» **Task to complete**: Output the data below line for line, exactly, up to and including the line where "Every instance of the boy in white tracksuit" appears.
::: Supplied material
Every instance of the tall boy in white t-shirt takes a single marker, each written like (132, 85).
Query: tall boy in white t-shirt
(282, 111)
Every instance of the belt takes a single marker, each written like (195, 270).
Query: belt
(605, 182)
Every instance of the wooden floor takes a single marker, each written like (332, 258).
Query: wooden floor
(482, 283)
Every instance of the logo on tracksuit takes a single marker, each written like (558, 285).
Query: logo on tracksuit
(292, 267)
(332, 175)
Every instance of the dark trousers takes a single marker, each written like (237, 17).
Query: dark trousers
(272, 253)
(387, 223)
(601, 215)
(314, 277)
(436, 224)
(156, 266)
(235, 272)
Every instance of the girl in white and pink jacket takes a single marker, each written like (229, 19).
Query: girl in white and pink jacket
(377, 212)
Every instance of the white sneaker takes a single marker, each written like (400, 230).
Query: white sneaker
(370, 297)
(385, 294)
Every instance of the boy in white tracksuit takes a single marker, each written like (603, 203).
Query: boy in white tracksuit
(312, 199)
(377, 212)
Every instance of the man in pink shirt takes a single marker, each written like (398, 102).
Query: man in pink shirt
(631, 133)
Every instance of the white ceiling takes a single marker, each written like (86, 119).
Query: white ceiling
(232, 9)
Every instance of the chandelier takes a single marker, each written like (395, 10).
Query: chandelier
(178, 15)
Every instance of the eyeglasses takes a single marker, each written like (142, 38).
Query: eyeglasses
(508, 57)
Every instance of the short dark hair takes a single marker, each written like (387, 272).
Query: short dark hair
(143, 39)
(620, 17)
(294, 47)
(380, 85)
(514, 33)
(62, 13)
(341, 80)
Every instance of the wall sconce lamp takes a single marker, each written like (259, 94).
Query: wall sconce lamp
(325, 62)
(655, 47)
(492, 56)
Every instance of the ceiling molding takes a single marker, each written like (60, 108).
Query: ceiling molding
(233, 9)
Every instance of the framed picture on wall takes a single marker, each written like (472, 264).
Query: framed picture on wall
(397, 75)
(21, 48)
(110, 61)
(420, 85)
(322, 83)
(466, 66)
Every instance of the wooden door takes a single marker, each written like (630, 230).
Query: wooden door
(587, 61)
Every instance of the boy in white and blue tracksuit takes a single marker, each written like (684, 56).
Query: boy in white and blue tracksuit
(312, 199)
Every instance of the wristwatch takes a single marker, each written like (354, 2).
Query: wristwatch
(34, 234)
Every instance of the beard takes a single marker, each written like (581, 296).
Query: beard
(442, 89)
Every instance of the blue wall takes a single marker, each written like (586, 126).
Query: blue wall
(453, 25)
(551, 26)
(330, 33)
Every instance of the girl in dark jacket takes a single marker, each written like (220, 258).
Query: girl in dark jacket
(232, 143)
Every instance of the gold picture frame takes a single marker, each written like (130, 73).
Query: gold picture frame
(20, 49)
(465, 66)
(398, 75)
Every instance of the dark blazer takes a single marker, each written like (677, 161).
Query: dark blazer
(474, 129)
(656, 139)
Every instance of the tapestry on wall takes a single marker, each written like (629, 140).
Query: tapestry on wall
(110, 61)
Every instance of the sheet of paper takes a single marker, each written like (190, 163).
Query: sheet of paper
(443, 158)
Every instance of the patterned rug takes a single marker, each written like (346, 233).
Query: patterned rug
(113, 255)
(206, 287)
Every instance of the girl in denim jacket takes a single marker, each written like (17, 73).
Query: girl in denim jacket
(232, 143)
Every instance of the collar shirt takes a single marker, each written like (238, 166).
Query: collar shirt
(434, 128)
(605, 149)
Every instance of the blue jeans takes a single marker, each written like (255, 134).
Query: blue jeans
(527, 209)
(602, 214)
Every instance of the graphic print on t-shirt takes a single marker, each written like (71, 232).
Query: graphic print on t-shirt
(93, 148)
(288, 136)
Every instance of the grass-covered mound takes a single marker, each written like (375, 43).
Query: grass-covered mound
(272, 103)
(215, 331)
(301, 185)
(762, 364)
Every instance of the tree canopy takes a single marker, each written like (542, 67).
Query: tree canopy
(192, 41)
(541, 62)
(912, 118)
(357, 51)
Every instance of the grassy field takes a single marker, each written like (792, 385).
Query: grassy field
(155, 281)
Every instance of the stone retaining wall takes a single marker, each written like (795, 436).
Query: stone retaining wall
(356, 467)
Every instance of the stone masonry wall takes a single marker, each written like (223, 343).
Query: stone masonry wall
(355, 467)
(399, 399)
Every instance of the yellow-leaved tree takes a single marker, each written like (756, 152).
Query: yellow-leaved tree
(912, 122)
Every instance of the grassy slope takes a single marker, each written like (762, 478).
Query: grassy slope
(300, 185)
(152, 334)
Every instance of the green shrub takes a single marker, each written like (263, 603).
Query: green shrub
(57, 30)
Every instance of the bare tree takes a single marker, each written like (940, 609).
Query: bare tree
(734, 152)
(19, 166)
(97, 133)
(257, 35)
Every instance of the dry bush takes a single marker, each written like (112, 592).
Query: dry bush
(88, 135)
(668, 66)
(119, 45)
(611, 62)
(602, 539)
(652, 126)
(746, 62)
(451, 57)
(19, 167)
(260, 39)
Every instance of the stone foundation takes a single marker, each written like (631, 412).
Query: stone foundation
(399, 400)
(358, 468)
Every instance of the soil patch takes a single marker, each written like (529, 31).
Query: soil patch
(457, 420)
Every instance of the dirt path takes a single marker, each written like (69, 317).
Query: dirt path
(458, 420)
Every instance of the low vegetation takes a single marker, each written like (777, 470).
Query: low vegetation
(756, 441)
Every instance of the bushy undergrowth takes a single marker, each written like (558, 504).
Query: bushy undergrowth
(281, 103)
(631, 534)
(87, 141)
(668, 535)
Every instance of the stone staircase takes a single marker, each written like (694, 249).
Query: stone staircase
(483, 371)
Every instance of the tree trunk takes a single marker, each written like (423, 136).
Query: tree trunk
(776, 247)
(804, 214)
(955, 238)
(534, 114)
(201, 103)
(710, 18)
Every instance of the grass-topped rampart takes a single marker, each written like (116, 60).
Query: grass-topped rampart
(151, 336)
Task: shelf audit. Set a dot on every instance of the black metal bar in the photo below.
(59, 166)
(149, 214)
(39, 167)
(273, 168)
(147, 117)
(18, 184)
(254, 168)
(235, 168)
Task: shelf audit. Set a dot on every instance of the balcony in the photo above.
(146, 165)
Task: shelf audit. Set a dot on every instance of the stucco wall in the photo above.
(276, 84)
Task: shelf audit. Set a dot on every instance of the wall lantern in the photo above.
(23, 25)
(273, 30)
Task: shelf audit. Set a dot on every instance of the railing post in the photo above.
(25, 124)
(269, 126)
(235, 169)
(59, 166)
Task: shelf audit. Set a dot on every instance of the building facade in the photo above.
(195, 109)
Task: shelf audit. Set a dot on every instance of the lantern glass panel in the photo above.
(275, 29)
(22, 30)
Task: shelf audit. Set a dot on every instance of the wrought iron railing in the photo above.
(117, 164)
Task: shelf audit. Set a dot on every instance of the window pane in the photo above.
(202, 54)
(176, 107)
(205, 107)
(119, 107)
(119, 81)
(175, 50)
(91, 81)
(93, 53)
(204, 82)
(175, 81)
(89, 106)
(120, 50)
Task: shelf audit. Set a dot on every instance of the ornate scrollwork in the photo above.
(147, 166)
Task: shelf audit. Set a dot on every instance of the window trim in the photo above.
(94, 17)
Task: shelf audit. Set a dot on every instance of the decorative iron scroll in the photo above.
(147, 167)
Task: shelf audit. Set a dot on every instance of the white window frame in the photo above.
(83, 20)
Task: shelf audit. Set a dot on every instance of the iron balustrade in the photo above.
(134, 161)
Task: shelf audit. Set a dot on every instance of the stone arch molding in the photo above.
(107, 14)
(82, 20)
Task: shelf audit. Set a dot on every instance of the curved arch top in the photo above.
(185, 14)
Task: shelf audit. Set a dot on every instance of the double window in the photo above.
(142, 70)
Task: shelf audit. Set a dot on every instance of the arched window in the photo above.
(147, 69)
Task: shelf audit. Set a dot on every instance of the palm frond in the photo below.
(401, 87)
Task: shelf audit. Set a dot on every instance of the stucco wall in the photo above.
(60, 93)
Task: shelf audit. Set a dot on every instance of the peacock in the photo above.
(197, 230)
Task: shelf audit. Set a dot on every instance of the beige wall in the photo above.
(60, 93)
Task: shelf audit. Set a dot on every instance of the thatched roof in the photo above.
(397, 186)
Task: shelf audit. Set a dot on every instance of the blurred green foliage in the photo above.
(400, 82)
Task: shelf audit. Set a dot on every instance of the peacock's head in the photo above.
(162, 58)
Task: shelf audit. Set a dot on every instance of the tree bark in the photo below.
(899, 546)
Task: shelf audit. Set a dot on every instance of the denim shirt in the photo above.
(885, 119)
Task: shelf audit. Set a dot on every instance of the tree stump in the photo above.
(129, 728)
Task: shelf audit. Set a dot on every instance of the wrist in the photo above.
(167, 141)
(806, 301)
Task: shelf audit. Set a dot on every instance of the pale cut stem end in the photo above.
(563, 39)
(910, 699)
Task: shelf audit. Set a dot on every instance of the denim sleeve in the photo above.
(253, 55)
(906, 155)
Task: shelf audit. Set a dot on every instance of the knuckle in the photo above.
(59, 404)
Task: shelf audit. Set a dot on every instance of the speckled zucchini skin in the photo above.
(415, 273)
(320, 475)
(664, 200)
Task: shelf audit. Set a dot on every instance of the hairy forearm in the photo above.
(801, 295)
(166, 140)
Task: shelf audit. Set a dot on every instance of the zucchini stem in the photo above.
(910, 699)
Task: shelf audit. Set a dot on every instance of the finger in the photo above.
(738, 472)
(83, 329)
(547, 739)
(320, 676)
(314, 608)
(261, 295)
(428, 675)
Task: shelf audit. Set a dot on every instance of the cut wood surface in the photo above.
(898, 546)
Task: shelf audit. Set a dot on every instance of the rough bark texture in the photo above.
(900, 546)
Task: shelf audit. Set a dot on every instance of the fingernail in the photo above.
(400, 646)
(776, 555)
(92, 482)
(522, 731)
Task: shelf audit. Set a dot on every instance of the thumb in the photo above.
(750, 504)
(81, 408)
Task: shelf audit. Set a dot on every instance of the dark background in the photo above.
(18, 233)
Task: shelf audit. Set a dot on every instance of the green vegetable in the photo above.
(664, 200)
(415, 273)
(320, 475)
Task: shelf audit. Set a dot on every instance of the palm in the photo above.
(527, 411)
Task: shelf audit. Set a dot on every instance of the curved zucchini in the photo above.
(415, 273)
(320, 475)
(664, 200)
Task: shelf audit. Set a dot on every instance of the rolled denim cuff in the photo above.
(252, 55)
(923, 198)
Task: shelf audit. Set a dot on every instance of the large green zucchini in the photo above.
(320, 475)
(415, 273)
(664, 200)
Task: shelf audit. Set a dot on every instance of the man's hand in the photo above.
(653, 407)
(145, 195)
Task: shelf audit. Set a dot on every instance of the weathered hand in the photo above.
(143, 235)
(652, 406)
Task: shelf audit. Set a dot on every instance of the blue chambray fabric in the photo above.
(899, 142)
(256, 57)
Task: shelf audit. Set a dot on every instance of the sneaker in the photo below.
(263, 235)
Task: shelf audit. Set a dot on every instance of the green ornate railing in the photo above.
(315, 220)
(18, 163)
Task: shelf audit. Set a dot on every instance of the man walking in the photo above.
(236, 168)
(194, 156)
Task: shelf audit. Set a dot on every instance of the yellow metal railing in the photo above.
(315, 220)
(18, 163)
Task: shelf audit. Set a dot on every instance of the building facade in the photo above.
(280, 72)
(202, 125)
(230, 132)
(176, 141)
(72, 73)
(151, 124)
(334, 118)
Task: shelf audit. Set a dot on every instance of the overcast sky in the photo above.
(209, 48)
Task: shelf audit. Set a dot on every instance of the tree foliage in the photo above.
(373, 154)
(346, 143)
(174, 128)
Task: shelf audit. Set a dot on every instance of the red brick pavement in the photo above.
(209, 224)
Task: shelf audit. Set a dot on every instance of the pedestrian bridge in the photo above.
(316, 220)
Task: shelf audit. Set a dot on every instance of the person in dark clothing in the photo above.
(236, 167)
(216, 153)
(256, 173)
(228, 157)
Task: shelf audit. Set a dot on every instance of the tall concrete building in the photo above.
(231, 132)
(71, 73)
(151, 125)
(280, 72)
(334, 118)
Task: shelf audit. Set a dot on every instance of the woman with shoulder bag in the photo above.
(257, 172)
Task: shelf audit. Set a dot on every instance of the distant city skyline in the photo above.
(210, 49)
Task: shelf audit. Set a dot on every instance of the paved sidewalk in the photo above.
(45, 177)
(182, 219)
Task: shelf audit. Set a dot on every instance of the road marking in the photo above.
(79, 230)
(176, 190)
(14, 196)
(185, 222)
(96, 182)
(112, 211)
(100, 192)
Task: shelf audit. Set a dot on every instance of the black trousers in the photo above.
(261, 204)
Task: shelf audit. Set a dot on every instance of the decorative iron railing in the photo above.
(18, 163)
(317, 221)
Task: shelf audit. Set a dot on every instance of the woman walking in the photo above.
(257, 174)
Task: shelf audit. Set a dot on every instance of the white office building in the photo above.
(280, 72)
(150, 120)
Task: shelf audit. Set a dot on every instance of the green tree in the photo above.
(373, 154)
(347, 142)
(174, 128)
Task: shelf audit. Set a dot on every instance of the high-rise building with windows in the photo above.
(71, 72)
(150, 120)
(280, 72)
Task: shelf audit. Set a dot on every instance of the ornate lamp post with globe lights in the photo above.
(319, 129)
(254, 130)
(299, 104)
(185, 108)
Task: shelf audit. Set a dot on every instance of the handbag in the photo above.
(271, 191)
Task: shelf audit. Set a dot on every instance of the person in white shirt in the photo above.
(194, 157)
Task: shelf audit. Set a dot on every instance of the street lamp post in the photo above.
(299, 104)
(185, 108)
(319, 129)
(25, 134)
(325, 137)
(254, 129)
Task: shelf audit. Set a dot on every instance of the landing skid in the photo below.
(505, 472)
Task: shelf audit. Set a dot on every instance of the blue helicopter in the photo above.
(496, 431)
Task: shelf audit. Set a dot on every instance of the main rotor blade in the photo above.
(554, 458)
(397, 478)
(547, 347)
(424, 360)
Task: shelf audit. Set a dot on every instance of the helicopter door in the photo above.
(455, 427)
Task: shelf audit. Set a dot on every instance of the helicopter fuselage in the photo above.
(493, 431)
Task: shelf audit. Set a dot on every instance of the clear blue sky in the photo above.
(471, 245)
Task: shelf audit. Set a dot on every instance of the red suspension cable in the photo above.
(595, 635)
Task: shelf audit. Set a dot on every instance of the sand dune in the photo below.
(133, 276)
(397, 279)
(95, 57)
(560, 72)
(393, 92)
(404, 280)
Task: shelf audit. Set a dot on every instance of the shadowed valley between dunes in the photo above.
::::::
» **Result**:
Every instance of the tall boy in white t-shirt takes a single marker, each written like (132, 85).
Query: tall boy in white t-shirt
(282, 111)
Every instance of the belt takes a single marker, each written like (195, 270).
Query: belt
(605, 182)
Every instance of the wooden floor takes a single marker, each written like (332, 258).
Query: wooden floor
(482, 283)
Every instance of the logo on tracksuit takes a single marker, each written like (558, 285).
Query: logo on tracksuit
(292, 267)
(332, 175)
Every instance of the dark trousers takes a single marker, each written like (237, 17).
Query: dark trousers
(272, 253)
(387, 223)
(601, 215)
(314, 277)
(436, 224)
(156, 266)
(235, 272)
Every instance of the girl in white and pink jacket takes a single marker, each written like (229, 19).
Query: girl in white and pink jacket
(377, 212)
Every instance of the white sneaker takes a single marker, each written like (400, 230).
Query: white sneaker
(370, 297)
(385, 294)
Every instance of the boy in white tracksuit takes a single marker, each written like (603, 203).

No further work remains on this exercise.